# DOCUMENT SECTION
++++++++++++++++++++

# Static Routing

## NeddySeagoon

Hi,

I've migrated to Gentoo from RedHat, which I've been using since RH 6.1.  Everything has gone well so far.

I've got to the point where I need to customise startup things and I want to do it so that next time I do emerge sync, emerge world, it doesn't break.

What I want to do (to start with)  is add a static route  as in:-

route add -net 192.168.0.0 gw 192.168.100.6 netmask 255.255.255.0

so that it happens on boot.

Does Gentoo provide a link to run your own script at boot time such that updates won't break it?

Regards,

NeddySeagoon

----------

## slartibartfasz

this should happen automatically when your eth interface is started via the script in /etc/init.d/net.eth0, which reads information from /etc/conf.d/net.

to execute commands on booting take a look at /etc/conf.d/local.start

----------

## NeddySeagoon

slartibartfasz,

My default route to the outside world comes up fine, I have two network segments at home, one 100MHz full duplex on the 192.168.100.0 net and a coax segment on 192.168.0.0. One machince sits on both networks at 192.168.x.6

In additon to the default route I need a static route to the coax segment. 

I'll put the route add command in /etc/conf.d/local.start.  Thanks, that will do nicely.

Neddyseagoon

----------

++++++++++++++++++++

# SHORT TASK 1
Show every line of the records that contains the string "black", matching case exactly.
The static routing thread has no connection to the records.

# RECORDS FOR THIS EXERCISE
++++++++++++++++++++

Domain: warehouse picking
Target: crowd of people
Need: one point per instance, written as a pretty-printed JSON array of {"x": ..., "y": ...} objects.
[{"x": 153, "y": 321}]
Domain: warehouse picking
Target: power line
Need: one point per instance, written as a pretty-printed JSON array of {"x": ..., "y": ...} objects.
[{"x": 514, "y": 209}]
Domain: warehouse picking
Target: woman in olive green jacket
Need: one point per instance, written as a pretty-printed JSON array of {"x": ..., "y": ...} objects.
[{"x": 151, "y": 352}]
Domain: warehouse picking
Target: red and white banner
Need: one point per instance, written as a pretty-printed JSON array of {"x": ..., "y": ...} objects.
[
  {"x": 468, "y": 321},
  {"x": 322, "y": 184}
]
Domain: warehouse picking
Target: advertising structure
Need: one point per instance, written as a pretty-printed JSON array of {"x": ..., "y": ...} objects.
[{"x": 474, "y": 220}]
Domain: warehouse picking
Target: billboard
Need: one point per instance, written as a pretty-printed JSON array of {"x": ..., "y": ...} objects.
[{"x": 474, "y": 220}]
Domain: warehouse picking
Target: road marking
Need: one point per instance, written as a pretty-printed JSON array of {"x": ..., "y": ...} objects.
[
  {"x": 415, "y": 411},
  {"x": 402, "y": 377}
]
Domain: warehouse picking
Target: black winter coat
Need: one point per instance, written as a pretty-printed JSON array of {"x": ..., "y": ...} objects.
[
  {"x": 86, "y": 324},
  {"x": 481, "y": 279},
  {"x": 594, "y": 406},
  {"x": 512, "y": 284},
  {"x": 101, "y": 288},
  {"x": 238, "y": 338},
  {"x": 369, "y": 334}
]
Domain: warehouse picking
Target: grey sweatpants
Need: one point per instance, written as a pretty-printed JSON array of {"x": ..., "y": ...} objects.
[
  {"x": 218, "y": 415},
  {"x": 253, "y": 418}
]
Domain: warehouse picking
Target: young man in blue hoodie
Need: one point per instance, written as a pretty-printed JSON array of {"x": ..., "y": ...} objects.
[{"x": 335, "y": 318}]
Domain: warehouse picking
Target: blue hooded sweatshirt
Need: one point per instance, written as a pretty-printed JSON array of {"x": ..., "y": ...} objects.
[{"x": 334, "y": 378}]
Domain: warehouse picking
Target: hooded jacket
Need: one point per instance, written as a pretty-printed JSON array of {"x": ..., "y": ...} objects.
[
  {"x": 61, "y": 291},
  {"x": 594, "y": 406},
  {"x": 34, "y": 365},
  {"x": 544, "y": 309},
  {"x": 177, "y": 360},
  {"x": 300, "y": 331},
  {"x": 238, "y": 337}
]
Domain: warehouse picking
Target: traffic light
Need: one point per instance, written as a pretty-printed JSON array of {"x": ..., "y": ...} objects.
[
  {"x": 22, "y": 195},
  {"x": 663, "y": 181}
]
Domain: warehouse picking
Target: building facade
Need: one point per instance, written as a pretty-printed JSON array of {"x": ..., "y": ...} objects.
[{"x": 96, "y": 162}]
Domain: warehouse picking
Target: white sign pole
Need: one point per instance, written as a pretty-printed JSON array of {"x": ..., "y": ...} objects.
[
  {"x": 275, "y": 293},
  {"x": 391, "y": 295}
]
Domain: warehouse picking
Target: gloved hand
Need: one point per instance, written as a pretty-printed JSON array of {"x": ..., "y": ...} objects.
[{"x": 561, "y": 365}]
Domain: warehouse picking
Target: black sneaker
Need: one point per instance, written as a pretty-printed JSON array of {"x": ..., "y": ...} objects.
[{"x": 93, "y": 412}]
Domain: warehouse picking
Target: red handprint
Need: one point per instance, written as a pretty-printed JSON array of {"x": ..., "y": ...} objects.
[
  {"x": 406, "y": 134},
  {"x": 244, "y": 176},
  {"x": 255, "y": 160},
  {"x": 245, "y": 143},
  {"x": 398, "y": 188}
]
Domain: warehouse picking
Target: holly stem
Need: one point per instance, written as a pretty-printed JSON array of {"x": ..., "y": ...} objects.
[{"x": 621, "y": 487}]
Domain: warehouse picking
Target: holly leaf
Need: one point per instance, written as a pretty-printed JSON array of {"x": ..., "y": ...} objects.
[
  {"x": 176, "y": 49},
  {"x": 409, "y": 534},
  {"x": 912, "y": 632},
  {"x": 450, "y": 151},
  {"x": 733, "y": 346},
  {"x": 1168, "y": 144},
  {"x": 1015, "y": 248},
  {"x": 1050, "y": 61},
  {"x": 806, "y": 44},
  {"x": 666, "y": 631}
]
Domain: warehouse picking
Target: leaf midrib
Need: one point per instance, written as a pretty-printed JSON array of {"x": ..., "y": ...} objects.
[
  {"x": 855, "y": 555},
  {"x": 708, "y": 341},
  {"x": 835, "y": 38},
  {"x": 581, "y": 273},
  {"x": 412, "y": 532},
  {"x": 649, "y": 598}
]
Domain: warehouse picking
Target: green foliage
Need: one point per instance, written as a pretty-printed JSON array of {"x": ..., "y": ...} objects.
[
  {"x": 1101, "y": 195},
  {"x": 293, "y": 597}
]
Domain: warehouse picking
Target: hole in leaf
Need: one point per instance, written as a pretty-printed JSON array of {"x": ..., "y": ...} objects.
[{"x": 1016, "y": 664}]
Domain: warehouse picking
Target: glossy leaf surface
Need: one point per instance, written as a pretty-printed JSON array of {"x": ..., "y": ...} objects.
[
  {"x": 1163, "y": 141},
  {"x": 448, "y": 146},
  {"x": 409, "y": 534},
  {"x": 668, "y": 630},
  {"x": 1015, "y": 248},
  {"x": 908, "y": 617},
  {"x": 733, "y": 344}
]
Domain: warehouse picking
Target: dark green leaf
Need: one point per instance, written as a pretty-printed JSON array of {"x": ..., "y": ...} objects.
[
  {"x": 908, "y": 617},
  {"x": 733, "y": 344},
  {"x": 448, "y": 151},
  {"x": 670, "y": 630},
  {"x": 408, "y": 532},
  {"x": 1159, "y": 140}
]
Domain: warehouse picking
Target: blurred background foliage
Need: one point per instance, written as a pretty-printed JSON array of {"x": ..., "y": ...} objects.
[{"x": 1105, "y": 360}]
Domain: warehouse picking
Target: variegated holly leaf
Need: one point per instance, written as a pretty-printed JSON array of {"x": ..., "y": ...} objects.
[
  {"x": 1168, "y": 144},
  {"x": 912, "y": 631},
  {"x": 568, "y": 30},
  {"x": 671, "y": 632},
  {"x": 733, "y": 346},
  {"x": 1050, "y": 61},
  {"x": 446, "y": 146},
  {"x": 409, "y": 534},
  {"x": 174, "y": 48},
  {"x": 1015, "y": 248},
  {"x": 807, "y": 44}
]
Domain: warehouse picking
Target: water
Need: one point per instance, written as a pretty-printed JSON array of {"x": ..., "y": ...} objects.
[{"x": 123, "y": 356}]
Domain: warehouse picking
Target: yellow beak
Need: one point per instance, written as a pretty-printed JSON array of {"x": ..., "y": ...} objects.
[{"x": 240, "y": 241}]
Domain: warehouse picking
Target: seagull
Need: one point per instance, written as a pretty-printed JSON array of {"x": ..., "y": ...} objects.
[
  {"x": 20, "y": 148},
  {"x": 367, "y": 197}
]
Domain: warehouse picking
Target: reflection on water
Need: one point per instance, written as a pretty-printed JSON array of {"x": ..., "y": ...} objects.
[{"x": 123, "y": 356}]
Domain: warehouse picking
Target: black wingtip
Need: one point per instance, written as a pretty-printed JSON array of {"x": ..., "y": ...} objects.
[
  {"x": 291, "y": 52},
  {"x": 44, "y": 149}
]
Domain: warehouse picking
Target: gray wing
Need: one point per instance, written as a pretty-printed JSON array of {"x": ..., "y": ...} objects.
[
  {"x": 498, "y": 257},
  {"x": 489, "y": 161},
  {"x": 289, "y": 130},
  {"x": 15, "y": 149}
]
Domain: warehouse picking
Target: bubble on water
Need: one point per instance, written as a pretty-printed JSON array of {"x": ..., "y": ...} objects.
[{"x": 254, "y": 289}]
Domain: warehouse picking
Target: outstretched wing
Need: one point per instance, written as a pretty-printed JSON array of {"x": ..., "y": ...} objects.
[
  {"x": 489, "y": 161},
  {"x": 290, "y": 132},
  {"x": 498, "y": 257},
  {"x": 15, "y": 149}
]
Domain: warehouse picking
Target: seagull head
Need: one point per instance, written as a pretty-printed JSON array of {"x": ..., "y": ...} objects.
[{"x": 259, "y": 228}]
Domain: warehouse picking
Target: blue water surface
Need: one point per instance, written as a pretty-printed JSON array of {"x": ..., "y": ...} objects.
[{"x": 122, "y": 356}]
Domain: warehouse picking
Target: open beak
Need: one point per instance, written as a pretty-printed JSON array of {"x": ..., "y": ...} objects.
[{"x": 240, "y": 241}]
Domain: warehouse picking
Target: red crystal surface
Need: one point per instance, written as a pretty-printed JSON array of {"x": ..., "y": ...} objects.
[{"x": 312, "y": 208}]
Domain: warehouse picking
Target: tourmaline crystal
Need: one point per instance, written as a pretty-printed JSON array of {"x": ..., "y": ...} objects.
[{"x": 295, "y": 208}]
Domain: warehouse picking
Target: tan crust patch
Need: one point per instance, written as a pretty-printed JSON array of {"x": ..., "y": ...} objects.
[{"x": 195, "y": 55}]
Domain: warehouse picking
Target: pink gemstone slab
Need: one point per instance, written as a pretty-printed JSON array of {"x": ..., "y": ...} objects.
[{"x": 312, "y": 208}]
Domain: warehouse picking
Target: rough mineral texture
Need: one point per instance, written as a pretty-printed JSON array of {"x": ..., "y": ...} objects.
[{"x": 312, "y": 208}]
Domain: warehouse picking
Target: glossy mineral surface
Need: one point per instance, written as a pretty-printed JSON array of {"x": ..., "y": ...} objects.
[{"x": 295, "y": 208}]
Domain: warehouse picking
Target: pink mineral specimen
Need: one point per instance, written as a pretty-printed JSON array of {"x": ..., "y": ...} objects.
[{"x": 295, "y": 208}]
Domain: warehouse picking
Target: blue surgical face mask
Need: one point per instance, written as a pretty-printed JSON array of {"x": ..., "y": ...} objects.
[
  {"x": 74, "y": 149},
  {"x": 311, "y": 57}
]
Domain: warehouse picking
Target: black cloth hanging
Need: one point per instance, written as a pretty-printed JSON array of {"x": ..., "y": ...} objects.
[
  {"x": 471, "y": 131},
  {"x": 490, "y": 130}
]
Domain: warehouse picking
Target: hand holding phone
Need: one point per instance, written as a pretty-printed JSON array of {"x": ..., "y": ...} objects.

++++++++++++++++++++

# SHORT TASK 2
Translate this sentence from the static routing thread into Spanish: "My default route to the outside world comes up fine, I have two network segments at home, one 100MHz full duplex on the 192.168.100.0 net and a coax segment on 192.168.0.0."

# SOLUTION 1
Target: black winter coat
Target: black sneaker
Target: black wingtip
Target: black cloth hanging

# SOLUTION 2
Mi ruta predeterminada hacia el mundo exterior se levanta bien; tengo dos segmentos de red en casa, uno de 100MHz en dúplex completo en la red 192.168.100.0 y un segmento coaxial en 192.168.0.0.